=== Your task ===
Extend the mailing-list reply below on kernel code markup, picking up right after its last sentence.

=== Text excerpt ===

-- Begin --

All of lore.kernel.org
 help / color / mirror / Atom feed
From: Mathieu Desnoyers <mathieu.desnoyers@polymtl.ca>
To: Linus Torvalds <torvalds@linux-foundation.org>
Cc: Jeff Garzik <jeff@garzik.org>,
	Randy Dunlap <rdunlap@xenotime.net>,
	hch@infradead.org, linux-kernel@vger.kernel.org,
	Sam Ravnborg <sam@ravnborg.org>,
	Jens Axboe <jens.axboe@oracle.com>,
	Prasanna S Panchamukhi <prasanna@in.ibm.com>,
	Ananth N Mavinakayanahalli <ananth@in.ibm.com>,
	Anil S Keshavamurthy <anil.s.keshavamurthy@intel.com>,
	"David S. Miller" <davem@davemloft.net>,
	Ingo Molnar <mingo@redhat.com>,
	Peter Zijlstra <pzijlstr@redhat.com>,
	Philippe Elie <phil.el@wanadoo.fr>,
	"William L. Irwin" <wli@holomorphy.com>,
	Arjan van de Ven <arjan@infradead.org>,
	Christoph Lameter <christoph@lameter.com>,
	Valdis.Kletnieks@vt.edu
Subject: Re: [RFC] Create kinst/ or ki/ directory ?
Date: Tue, 30 Oct 2007 16:40:44 -0400	[thread overview]
Message-ID: <20071030204043.GA13547@Krystal> (raw)
In-Reply-To: <alpine.LFD.0.999.0710301214300.30120@woody.linux-foundation.org>

* Linus Torvalds (torvalds@linux-foundation.org) wrote:
> 
> 
> On Tue, 30 Oct 2007, Mathieu Desnoyers wrote:
> > 
> > The key idea for collapsing profiling, markup and tracing was that
> > marking up the code is required for both profiling and tracing. It's
> > only the code that is called from that markup site that differs.
> 
> What code is actually shared? 
> 

vmstat "counter increments" and blktrace instrumentation, profile.c
"profile_hits" calls could be all expressed as "generic markup", and
then used for profiling and tracing. But that would imply the creation
of a markup management that would permit it without hurting performance.

> Regardless, an internal implementation issue is *not* a good basis for a 
> user-visible interface. 
> 

If we have to put it that way, code markup can be itself seen as a
user-visible interface. The marker name, if a particular analysis
depends on it, will have to keep its name unchanged. The same applies to
the arguments passed to it. Therefore, even though the scheduler code
changed a lot over the past 10 years, its context switch marker could always
be expressed as 

  trace_mark(kernel_sched_schedule,
         "prev_pid %d next_pid %d prev_state %ld",
         prev->pid, next->pid, prev->state);

Where kernel_sched_schedule and the format string field names are kept
unchanged. Only its location and the name of the variables it touches
could have to be modified to follow the kernel tree.

-- End --

=== Listed entries ===
-- Begin --

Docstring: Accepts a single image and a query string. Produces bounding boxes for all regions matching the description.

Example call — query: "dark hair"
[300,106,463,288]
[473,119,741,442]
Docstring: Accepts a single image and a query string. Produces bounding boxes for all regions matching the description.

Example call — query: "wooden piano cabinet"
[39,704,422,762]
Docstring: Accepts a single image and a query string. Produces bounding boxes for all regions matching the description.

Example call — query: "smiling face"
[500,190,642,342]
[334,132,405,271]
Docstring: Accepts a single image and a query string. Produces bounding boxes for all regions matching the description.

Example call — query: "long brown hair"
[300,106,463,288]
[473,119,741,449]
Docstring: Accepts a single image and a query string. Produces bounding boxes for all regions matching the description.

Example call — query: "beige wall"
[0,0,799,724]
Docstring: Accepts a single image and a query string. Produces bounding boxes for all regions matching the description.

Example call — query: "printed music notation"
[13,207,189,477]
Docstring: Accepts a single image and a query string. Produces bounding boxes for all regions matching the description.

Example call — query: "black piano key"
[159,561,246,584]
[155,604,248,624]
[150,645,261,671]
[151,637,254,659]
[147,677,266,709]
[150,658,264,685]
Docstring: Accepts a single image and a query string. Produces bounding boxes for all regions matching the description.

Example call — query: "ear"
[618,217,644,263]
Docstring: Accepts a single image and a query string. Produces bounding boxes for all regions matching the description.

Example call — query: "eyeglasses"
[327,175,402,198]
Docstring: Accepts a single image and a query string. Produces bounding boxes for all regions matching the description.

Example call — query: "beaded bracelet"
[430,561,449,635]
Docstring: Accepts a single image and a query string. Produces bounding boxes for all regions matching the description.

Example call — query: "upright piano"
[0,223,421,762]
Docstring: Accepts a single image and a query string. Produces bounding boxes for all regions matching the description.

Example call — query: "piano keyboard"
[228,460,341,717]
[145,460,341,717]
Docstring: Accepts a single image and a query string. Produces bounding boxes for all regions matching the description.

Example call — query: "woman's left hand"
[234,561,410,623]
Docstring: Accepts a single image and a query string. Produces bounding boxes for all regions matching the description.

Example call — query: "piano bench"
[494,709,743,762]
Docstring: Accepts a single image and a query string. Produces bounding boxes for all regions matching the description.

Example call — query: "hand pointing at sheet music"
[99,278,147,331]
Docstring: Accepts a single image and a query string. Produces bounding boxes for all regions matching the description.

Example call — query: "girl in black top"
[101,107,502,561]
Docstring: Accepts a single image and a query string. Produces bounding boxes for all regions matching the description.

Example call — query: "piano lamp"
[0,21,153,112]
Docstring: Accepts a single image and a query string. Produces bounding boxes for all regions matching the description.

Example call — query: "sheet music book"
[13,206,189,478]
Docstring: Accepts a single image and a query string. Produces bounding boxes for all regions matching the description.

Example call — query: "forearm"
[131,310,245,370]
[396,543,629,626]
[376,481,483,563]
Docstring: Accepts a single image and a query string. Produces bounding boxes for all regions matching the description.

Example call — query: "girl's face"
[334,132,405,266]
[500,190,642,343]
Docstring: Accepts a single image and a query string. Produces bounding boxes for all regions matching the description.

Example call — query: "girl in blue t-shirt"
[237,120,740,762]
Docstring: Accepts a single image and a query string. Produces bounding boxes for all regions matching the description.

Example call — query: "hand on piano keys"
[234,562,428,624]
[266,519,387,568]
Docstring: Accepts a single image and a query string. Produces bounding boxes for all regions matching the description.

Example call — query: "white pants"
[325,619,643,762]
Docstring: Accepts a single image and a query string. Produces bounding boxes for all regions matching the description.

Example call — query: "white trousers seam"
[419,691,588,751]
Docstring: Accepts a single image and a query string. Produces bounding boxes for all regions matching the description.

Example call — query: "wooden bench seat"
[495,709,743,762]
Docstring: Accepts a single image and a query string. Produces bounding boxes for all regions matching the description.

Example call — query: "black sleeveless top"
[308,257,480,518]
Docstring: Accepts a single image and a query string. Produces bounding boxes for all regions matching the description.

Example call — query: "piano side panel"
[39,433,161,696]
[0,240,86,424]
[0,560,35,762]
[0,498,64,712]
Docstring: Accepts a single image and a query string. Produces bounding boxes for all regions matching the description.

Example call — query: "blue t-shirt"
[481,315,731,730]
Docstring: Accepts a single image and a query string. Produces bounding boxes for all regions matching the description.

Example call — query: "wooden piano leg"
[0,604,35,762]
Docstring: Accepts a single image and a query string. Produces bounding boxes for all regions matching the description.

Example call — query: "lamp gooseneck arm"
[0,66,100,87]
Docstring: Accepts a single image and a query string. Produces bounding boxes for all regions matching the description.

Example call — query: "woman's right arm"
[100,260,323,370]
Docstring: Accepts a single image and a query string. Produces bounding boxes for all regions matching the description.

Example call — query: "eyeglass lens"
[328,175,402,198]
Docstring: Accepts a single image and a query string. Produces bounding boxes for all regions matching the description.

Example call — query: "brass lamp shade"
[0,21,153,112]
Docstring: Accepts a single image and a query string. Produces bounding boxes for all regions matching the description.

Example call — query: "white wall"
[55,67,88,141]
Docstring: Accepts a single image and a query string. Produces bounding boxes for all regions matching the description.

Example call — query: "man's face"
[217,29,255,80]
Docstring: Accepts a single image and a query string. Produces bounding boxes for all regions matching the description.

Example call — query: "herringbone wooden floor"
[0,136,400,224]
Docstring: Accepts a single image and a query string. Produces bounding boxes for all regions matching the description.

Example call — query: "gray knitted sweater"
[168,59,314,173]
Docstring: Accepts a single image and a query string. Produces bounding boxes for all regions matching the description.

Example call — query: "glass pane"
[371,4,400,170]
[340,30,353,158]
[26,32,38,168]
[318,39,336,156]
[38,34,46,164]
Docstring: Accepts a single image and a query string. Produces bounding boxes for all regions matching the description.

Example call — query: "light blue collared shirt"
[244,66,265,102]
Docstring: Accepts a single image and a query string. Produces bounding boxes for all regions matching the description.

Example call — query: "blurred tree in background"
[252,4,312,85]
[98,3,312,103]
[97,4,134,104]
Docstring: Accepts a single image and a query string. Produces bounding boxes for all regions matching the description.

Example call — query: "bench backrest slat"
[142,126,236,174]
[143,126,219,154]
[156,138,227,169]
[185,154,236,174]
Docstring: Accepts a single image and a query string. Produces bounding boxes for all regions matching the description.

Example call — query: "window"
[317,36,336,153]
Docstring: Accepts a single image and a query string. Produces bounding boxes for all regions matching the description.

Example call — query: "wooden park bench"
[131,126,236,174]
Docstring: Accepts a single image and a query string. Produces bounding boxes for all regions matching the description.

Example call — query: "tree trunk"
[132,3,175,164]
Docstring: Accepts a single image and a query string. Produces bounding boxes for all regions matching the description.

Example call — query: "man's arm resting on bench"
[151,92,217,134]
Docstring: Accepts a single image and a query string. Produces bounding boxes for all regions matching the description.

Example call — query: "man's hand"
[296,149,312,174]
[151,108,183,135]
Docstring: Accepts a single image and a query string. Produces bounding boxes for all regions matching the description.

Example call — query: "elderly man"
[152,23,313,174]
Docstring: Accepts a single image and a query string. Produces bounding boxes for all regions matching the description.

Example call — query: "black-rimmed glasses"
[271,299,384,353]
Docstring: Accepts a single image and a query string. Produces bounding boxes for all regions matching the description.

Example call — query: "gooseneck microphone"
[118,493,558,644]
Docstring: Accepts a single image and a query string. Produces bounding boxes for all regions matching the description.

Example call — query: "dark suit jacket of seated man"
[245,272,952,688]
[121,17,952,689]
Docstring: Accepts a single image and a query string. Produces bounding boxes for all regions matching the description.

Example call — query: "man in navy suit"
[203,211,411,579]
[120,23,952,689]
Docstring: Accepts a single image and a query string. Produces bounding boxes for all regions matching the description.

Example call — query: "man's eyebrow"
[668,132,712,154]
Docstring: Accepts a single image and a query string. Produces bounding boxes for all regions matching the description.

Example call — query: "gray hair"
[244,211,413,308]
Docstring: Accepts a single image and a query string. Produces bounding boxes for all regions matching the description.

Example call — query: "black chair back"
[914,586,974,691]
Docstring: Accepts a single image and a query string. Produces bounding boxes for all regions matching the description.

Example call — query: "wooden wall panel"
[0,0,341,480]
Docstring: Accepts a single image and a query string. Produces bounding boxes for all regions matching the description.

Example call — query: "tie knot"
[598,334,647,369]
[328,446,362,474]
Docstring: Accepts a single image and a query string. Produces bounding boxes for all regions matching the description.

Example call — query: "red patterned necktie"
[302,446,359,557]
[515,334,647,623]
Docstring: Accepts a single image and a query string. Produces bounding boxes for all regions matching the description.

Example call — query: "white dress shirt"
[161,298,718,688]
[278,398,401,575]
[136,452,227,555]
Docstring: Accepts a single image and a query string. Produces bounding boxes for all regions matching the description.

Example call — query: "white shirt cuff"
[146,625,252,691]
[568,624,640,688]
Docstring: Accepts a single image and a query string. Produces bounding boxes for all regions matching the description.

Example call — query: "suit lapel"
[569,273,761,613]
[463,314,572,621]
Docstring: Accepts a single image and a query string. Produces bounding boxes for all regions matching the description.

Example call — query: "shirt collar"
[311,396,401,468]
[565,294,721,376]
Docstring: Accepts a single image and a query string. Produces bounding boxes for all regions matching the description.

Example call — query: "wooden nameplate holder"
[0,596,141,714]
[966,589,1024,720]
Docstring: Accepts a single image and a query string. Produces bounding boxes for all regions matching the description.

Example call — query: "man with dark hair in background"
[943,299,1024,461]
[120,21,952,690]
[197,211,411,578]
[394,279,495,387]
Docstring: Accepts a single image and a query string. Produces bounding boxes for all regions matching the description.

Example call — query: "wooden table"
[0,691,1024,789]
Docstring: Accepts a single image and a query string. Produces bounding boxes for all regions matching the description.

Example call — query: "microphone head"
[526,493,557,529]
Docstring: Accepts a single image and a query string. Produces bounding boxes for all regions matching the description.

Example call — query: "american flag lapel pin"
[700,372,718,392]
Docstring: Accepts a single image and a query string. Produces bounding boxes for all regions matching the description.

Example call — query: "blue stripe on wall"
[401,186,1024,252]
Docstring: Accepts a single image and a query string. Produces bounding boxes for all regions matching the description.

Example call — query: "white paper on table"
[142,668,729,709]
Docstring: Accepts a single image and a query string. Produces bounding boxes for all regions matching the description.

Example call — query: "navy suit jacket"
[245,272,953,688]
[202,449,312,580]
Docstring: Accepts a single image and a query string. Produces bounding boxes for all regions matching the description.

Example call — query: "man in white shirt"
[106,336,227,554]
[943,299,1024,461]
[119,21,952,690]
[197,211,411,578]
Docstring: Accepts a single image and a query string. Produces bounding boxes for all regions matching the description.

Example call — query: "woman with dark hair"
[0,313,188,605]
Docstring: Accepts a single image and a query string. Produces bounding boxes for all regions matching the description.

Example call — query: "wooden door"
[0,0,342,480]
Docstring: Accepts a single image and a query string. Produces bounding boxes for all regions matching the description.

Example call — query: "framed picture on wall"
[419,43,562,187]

-- End --

=== Response to the task ===
> > Ok, so maybe we should keep "markup", "tracing" and "profiling"
> > separately and see how things evolve.
> 
> I think so. At least conceptually - ie it might be fine to share a Kconfig 
> file, but there probably shouldn't be some forced shared choice about it.
> 
> > With SMP systems becoming cheap commodity hardware, each and every
> > developer increasingly face thorny race problems, both in user-space
> > apps and in the kernel, which may involve hypervisor-kernel-userspace
> > interaction.
> 
> Well, the thing is, most of the time, those app developers will not be
> doing kernel-level markers. But they may well be doing profiling. 
> 
> Speaking as an application developer myself (git), I care deeply about 
> good profiling info, and I love Oprofile. But even though I'm a kernel 
> person too, I'd not want to do kprobes. It's just not relevant to me as a 
> user-land developer.
> 
> (I might want to extend on strace, but if so, I'd do it generically, not 
> as a "probe". For example, I'd love to see the page faults, but I think 
> they really *are* "system calls", so I think it would make more sense to 
> extend on the ptrace interface than to have any kprobes thing)
> 

Since I am not a kprobe user myself, so I understand you completely. :)
What users expect when they try to fix that kind of issue, when oprofile
and gdb are not sufficient, is to start a data collection mechanism that
will tell them what is going in their system at large, without requiring
them to write kernel code.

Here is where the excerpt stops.